==== RECORDS FOR THE TASK
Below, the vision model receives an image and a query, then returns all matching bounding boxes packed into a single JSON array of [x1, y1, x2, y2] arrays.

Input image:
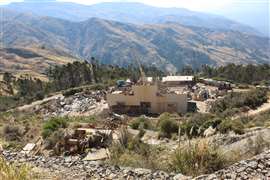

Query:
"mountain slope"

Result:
[[4, 2, 259, 35], [0, 11, 270, 71]]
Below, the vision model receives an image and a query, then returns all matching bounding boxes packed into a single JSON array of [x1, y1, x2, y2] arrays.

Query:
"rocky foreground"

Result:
[[3, 150, 270, 180]]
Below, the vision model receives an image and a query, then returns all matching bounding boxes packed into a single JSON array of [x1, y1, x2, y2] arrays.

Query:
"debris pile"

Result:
[[3, 151, 190, 180], [50, 128, 113, 159], [3, 151, 270, 180], [195, 151, 270, 180]]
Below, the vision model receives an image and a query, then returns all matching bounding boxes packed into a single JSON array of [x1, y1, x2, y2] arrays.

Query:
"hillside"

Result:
[[0, 11, 270, 71], [0, 47, 77, 80], [4, 1, 260, 35]]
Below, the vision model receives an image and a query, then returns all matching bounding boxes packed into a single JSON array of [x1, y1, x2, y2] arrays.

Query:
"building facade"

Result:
[[107, 85, 187, 114]]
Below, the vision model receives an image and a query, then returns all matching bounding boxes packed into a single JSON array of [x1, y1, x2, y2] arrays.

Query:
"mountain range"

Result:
[[4, 0, 262, 35], [0, 2, 270, 72]]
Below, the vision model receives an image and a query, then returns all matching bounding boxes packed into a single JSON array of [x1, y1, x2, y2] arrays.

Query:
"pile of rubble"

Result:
[[195, 151, 270, 180], [3, 151, 270, 180], [3, 151, 187, 180], [38, 91, 107, 116]]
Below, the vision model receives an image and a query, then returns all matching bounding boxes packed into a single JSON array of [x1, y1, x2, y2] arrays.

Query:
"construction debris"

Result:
[[83, 148, 110, 161]]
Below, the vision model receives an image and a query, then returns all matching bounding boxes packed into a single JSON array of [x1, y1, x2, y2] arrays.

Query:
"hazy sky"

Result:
[[0, 0, 270, 11]]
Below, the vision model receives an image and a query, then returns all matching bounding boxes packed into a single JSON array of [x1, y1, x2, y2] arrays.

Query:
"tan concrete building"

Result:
[[107, 85, 187, 114], [162, 76, 194, 86]]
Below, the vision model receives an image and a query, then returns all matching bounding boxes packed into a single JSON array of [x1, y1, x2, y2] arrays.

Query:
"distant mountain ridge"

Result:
[[3, 1, 261, 35], [0, 10, 270, 71]]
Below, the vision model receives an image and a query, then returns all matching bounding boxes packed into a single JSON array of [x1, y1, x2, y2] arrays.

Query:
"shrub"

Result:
[[246, 133, 270, 156], [63, 88, 83, 97], [42, 117, 68, 138], [45, 129, 65, 155], [180, 113, 217, 138], [172, 141, 229, 175], [130, 116, 151, 129], [210, 89, 268, 113], [3, 125, 23, 141], [159, 119, 179, 138], [218, 120, 245, 134], [0, 157, 33, 180]]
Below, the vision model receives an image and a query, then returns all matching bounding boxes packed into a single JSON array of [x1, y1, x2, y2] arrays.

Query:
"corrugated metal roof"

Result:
[[162, 76, 194, 82]]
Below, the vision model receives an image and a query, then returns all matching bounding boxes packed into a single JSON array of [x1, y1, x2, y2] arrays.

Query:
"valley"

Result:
[[0, 0, 270, 180]]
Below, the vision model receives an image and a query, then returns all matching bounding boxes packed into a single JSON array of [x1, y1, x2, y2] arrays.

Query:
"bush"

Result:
[[45, 129, 65, 155], [210, 89, 268, 113], [0, 157, 33, 180], [172, 141, 229, 175], [3, 125, 23, 141], [63, 88, 83, 97], [180, 113, 217, 138], [42, 117, 68, 138], [218, 120, 245, 134], [159, 119, 179, 138], [246, 133, 270, 156], [130, 116, 151, 129]]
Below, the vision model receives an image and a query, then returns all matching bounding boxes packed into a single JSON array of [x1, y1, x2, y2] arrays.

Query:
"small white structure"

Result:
[[162, 76, 194, 86]]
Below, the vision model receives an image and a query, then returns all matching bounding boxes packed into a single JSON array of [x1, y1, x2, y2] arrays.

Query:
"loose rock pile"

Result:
[[3, 151, 187, 180], [3, 150, 270, 180], [195, 150, 270, 180]]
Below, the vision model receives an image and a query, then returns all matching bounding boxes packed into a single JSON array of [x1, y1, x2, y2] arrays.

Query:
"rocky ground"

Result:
[[3, 150, 270, 180], [3, 151, 189, 180], [195, 151, 270, 180]]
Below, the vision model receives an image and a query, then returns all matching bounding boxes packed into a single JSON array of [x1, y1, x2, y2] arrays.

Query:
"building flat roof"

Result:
[[162, 76, 194, 82]]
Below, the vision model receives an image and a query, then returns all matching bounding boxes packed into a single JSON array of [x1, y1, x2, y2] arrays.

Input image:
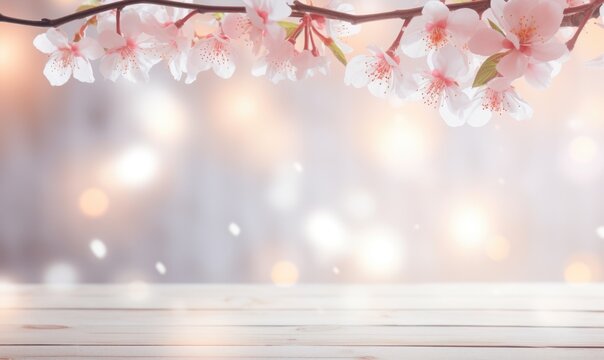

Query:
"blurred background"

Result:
[[0, 0, 604, 285]]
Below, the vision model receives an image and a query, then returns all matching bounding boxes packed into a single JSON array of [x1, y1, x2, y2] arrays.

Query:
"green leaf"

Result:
[[277, 21, 300, 38], [472, 52, 507, 87], [326, 38, 348, 66], [489, 20, 505, 36]]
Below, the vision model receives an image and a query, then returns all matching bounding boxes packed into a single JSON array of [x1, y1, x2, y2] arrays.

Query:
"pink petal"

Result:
[[73, 57, 94, 83], [497, 50, 529, 79], [99, 30, 126, 49], [269, 0, 292, 21], [34, 34, 57, 54], [77, 37, 105, 60], [44, 52, 71, 86], [120, 11, 143, 37], [482, 0, 509, 30], [433, 45, 468, 79], [503, 0, 538, 34], [401, 16, 428, 58], [530, 1, 564, 41], [447, 9, 480, 39], [531, 39, 568, 61], [524, 63, 554, 89], [468, 27, 504, 56]]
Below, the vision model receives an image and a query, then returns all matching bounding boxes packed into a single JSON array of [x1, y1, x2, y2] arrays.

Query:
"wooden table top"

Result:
[[0, 284, 604, 360]]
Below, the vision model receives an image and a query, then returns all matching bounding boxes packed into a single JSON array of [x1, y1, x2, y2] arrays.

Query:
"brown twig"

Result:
[[0, 0, 602, 27]]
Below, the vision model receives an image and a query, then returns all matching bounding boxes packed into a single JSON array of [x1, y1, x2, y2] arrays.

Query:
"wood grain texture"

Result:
[[0, 284, 604, 360]]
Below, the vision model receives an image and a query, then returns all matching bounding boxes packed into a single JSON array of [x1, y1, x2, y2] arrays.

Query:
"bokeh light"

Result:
[[134, 86, 188, 143], [89, 239, 107, 259], [485, 235, 510, 261], [79, 188, 109, 218], [271, 260, 299, 287], [44, 262, 78, 288], [155, 261, 168, 275], [356, 226, 405, 277], [114, 145, 159, 187], [564, 260, 593, 283], [306, 210, 347, 258], [449, 206, 489, 248]]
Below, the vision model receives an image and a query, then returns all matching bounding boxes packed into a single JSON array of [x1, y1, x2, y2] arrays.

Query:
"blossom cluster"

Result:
[[34, 0, 604, 126]]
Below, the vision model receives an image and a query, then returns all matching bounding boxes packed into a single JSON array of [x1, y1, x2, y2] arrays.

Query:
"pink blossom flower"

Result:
[[252, 34, 329, 83], [401, 1, 480, 57], [466, 77, 533, 126], [243, 0, 292, 40], [420, 45, 469, 126], [252, 39, 297, 84], [469, 0, 568, 79], [99, 11, 160, 82], [312, 0, 361, 53], [344, 47, 417, 98], [558, 0, 589, 8], [34, 28, 103, 86], [186, 33, 235, 84], [145, 0, 195, 80]]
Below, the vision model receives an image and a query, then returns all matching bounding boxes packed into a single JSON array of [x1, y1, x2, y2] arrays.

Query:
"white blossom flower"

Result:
========
Can you rewrite the material above with "vision model" changed to "detection system" everywhere and nothing else altered, but without the pictures?

== ANSWER TO THE TASK ==
Below, the detection system receives an image and a query, then returns all matching bounding boxes packed into a single JSON array of [x1, y1, x2, y2] arrays.

Input image:

Query:
"mountain slope"

Result:
[[4, 2, 259, 35], [0, 11, 270, 71]]
Below, the detection system receives an image and a query, then returns all matching bounding boxes packed into a single JSON array of [x1, y1, x2, y2] arrays.

Query:
"rocky foreground"

Result:
[[3, 150, 270, 180]]
Below, the detection system receives an image and a query, then returns all matching bounding boxes packed into a single JSON array of [x1, y1, x2, y2] arrays.

Query:
"debris pile"

Result:
[[3, 151, 190, 180], [50, 128, 113, 159], [3, 151, 270, 180], [195, 151, 270, 180]]
Below, the detection system receives an image and a query, then returns all matching bounding boxes packed into a single JSON array of [x1, y1, x2, y2] arrays.

Query:
"hillside"

Result:
[[0, 11, 270, 71], [0, 47, 77, 80], [4, 1, 260, 35]]
Below, the detection system receives an image and a query, then returns all matching bounding boxes packed into a single JSON array of [x1, y1, x2, y2] arrays.

Query:
"building facade"

Result:
[[107, 85, 187, 114]]
Below, the detection system receives an image and a query, then returns all matching bounding boxes packed into a single JSON array of [x1, y1, x2, y2] arrays.

Query:
"mountain range"

Result:
[[4, 0, 262, 35], [0, 2, 270, 72]]
Below, the detection system receives an image and a query, then returns all matching bounding boxes packed into a single JSON array of [x1, y1, x2, y2] arrays.

Query:
"pile of rubble"

Result:
[[195, 151, 270, 180], [3, 151, 270, 180], [3, 151, 187, 180], [38, 91, 107, 116]]
Below, the detection system receives an image and a query, then returns all matching bounding boxes packed into a single JSON array of [x1, y1, x2, y2] arrays.

Query:
"construction debris"

Result:
[[83, 148, 110, 161]]
Below, the detection system receives an image and a query, then returns all matching bounding boxes packed into a single JSON array of [x1, y1, x2, y2] arrays.

Query:
"hazy sky"

Result:
[[0, 0, 270, 11]]
Below, the detection system receives an image and a query, then returns all matching bounding boxes packed into a single JSON array of [x1, y1, x2, y2] arrays.

Query:
"tan concrete building"

Result:
[[107, 85, 187, 114], [162, 76, 194, 86]]
Below, the detection system receives an image and a query, then returns all matching bounding boxes packed into a single JSON array of [x1, y1, x2, y2] arrays.

Query:
"distant mountain ridge"

Result:
[[3, 1, 261, 35], [0, 10, 270, 71]]
Below, the detection system receives an image and a query, then returns all matching bounding boxes packed into a single JSON array of [x1, y1, x2, y2] arrays.

Query:
"shrub"

Result:
[[246, 133, 270, 156], [63, 88, 83, 97], [42, 117, 68, 138], [45, 129, 65, 155], [180, 113, 217, 138], [172, 141, 229, 175], [130, 116, 151, 129], [210, 89, 268, 113], [3, 125, 23, 141], [159, 119, 179, 138], [218, 120, 245, 134], [0, 157, 33, 180]]
Below, the detection system receives an image and a query, then returns all matching bounding boxes packed into a single JSON array of [x1, y1, x2, y2] arrays.

Query:
"corrugated metal roof"

Result:
[[162, 76, 194, 82]]
Below, the detection system receives an image and a query, then returns all matching bounding boxes packed into a single JSON array of [x1, y1, x2, y2] arrays.

Query:
"valley"

Result:
[[0, 0, 270, 180]]
Below, the detection system receives an image and a query, then returns all matching bounding boxes packed into a single JSON array of [x1, y1, x2, y2] arrays.

Query:
"bush"

Result:
[[45, 129, 65, 155], [210, 89, 268, 113], [0, 157, 33, 180], [172, 141, 229, 175], [3, 125, 23, 141], [63, 88, 83, 97], [180, 113, 217, 138], [42, 117, 68, 138], [218, 120, 245, 134], [159, 119, 179, 138], [246, 133, 270, 156], [130, 116, 151, 129]]
Below, the detection system receives an image and a query, then returns all matching bounding boxes packed into a single JSON array of [x1, y1, x2, y2] arrays.

Query:
"small white structure"

Result:
[[162, 76, 194, 86]]
Below, the detection system receives an image and a query, then returns all matching bounding boxes packed into a single JSON array of [x1, y1, x2, y2] arrays.

Query:
"loose rock pile"

Result:
[[3, 151, 187, 180], [3, 150, 270, 180], [195, 150, 270, 180]]
Below, the detection system receives an image and a query, then returns all matching bounding boxes packed into a single JSON array of [x1, y1, x2, y2] arrays.

Query:
"rocky ground"

Result:
[[3, 150, 270, 180], [3, 151, 189, 180], [195, 151, 270, 180]]
Below, the detection system receives an image and a query, then returns all matching bounding boxes packed into a single JSON array of [x1, y1, x2, y2] arrays.

Query:
"building flat roof"

Result:
[[162, 76, 194, 82]]
Below, the detection system receives an image and a query, then returns all matching bounding boxes packed into a single JSON array of [x1, y1, x2, y2] arrays.

Input image:

Query:
"blurred background"

Result:
[[0, 0, 604, 285]]
Below, the detection system receives an image and a query, then returns all matching bounding boxes packed into a single JSON array of [x1, y1, x2, y2] arrays.

Query:
"green leaf"

Result:
[[277, 21, 300, 38], [472, 52, 507, 87], [326, 38, 348, 66], [489, 20, 505, 36]]
Below, the detection system receives an image and a query, then returns all matching bounding boxes packed into a single JSON array of [x1, y1, x2, y2] arrays.

Query:
"pink petal"

Result:
[[73, 57, 94, 83], [497, 50, 529, 79], [99, 30, 126, 49], [269, 0, 292, 21], [34, 34, 57, 54], [77, 37, 105, 60], [44, 52, 71, 86], [120, 11, 143, 37], [482, 0, 509, 30], [433, 45, 468, 79], [503, 0, 538, 34], [401, 16, 428, 58], [530, 1, 564, 41], [447, 9, 480, 39], [531, 39, 568, 61], [524, 63, 554, 89], [468, 27, 504, 56]]
Below, the detection system receives an image and a query, then returns all matching bounding boxes packed into a single JSON array of [x1, y1, x2, y2] arrays.

Query:
"wooden table top"

Result:
[[0, 284, 604, 360]]
Below, the detection system receives an image and a query, then returns all matching bounding boxes packed into a single JSON array of [x1, y1, x2, y2] arrays.

Query:
"brown twig"

Result:
[[0, 0, 602, 27]]
Below, the detection system receives an image and a query, then returns all matching bounding boxes packed into a single JSON array of [x1, y1, x2, y2] arrays.

Query:
"wood grain texture"

Result:
[[0, 284, 604, 360]]
Below, the detection system receives an image and a query, then returns all matching bounding boxes packed into a single JSON array of [x1, y1, x2, y2] arrays.

Query:
"bokeh light"

Result:
[[134, 86, 188, 143], [89, 239, 107, 259], [485, 235, 510, 261], [79, 188, 109, 218], [271, 260, 299, 287], [44, 262, 78, 288], [155, 261, 168, 275], [356, 226, 405, 277], [114, 145, 159, 187], [564, 260, 593, 283], [306, 210, 347, 258], [449, 206, 489, 248]]
Below, the detection system receives an image and a query, then returns all matching bounding boxes packed into a single JSON array of [x1, y1, x2, y2] arrays.

Query:
"blossom cluster"

Result:
[[34, 0, 604, 126]]
Below, the detection system receives an image and a query, then returns all matching bounding boxes packed into a single JSON array of [x1, y1, x2, y2] arrays.

Query:
"pink blossom flower"

Result:
[[252, 34, 329, 83], [401, 1, 480, 57], [466, 77, 533, 126], [243, 0, 292, 40], [420, 45, 469, 126], [252, 39, 297, 84], [469, 0, 568, 79], [99, 11, 160, 82], [312, 0, 361, 53], [344, 47, 417, 98], [558, 0, 589, 8], [34, 28, 103, 86], [186, 33, 235, 84], [145, 0, 195, 80]]
Below, the detection system receives an image and a query, then returns all matching bounding boxes packed into a single JSON array of [x1, y1, x2, y2] arrays.

Query:
"white blossom flower"

Result:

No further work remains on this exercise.